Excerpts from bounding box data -
* Start *

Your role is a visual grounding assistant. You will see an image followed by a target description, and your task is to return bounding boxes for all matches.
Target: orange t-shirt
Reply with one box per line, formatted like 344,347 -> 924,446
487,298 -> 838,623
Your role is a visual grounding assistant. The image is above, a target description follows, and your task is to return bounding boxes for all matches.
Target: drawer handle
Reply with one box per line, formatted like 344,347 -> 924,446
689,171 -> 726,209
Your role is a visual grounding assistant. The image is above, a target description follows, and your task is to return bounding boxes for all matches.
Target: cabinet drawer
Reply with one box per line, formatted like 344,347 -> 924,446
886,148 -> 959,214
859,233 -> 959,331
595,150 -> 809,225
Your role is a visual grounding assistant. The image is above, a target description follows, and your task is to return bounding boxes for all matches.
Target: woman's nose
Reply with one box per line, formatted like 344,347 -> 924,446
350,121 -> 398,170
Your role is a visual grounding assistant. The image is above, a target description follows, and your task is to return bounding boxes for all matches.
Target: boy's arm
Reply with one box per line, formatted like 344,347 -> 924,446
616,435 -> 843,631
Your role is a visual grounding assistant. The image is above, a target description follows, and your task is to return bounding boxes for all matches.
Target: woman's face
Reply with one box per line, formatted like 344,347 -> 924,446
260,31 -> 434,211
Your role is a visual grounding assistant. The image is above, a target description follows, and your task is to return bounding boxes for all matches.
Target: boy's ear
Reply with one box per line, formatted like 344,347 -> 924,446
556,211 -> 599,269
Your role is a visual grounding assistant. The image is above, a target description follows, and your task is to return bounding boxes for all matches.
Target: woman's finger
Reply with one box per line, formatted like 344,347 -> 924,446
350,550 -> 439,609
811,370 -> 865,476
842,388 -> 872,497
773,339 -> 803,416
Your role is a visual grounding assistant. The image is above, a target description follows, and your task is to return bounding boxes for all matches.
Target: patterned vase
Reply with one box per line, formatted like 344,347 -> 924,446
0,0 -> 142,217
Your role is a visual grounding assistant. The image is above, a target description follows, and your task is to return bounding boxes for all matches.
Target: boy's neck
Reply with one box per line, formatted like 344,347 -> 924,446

* End *

Written problem - Please report, copied in full, every line in the rows above that contains the string "woman". Case counts.

Response to the task -
Target: woman's nose
Target: woman's face
Target: woman's finger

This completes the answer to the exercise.